### Recorded information
• • • •
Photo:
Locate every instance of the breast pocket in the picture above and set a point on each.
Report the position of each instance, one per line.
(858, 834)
• • • •
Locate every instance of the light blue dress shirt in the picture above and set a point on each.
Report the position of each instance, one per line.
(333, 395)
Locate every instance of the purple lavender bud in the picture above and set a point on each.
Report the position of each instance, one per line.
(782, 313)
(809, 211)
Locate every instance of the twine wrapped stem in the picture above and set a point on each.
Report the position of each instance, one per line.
• • • •
### Aim of the task
When a line in the records holds the string "point", copy that line.

### Solution for this problem
Locate every instance of the breast pocket in the picture above and set a point on each.
Locate every instance of the light blue dress shirt in the picture above and set a point on each.
Locate every instance of the purple lavender bud in the picture above and set a point on each.
Locate every instance of the twine wrapped stem in the picture above and set a point on each.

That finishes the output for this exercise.